TEXT PROVIDED |

--------------------

Prop. regs. affecting GRATs and GRUTs.

AuthorTubandt, Deanna D.
PositionIRS regulations; grantor trusts

In 1990, Congress passed Sec. 2702 to limit the benefits of certain trusts in which a grantor retains an interest in property and the remainder passes to a family member. The underlying conceptual advantage to grantor retained annuity trusts (GRATs) and unitrusts (GRUTs) has been to reduce the asset's value for gift and estate tax purposes. If the grantor retains an annual payout from the trust, the remainder interest subject to gift or estate tax is reduced in value. The primary difference between a GRAT and a GRUT is that the former specifies a fixed amount to be paid, while the latter specifies a fixed percentage of the trust assets. A key requirement of each is that payment to the grantor must be made at least annually.

Effective Sept. 20, 1999, satisfaction of this annual payment will be subject to a different rule under Prop. Regs. Sec. 25.2702-3, affecting GNATs or GRUTs created before and after that date.

Prop. Regs. Sec. 25.2702-3. provides that "[i]ssuance of a note, other debt instrument, option or similar financial arrangement in satisfaction of the annuity does not constitute payment of the annuity amount." A parallel amendment applies to satisfaction of a unitrust amount.

--------------------

GIVEN MATERIAL |
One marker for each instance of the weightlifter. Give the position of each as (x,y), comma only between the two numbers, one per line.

--------------------

EXERCISE OBJECTIVE | Copy out the passage of the article about GRATs and GRUTs that begins with the words containing "Prop. Regs. Sec. 25.2702-3." and ends with "a unitrust amount.", substituting "debt obligation" for "debt instrument". Rely only on the article about GRATs and GRUTs, not on the material.

ANSWER FOR THIS EXERCISE |
Prop. Regs. Sec. 25.2702-3. provides that "[i]ssuance of a note, other debt obligation, option or similar financial arrangement in satisfaction of the annuity does not constitute payment of the annuity amount." A parallel amendment applies to satisfaction of a unitrust amount.